#### Stored items:
▶
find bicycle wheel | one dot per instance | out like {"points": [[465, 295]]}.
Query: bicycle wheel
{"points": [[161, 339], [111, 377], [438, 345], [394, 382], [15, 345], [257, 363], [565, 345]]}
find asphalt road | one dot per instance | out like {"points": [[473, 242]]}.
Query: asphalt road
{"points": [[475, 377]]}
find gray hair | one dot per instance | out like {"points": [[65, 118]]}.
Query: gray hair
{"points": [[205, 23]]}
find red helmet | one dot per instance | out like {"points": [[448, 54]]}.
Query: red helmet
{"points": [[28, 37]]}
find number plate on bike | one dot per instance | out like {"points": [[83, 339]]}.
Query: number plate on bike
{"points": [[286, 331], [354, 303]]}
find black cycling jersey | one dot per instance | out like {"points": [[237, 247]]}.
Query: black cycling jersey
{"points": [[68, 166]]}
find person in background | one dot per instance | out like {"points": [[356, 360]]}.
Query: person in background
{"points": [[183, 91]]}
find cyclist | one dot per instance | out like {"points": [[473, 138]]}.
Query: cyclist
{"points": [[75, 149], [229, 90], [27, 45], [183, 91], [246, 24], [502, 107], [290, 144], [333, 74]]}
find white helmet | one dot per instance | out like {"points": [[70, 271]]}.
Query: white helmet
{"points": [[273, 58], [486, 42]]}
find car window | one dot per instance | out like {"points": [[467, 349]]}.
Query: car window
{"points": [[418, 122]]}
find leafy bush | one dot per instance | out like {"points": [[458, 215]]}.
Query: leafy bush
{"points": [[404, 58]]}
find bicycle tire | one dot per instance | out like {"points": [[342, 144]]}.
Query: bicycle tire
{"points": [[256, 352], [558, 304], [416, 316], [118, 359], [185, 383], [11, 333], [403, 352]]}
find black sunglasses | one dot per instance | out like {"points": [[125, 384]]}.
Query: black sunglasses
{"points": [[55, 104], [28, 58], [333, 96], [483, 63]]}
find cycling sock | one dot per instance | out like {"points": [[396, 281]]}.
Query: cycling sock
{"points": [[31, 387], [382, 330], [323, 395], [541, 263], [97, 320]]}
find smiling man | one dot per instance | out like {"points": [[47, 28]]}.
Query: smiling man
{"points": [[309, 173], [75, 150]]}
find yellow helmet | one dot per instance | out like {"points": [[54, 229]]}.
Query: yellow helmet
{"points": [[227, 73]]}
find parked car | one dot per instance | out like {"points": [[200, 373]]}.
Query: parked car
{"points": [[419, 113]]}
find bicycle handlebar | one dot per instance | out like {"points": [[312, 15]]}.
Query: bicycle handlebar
◀
#### DIRECTIONS FOR THIS TASK:
Copy out each line of the entries where the word "handlebar" is found.

#### YOUR SOLUTION:
find bicycle handlebar | one dot per instance | out like {"points": [[312, 15]]}.
Query: bicycle handlebar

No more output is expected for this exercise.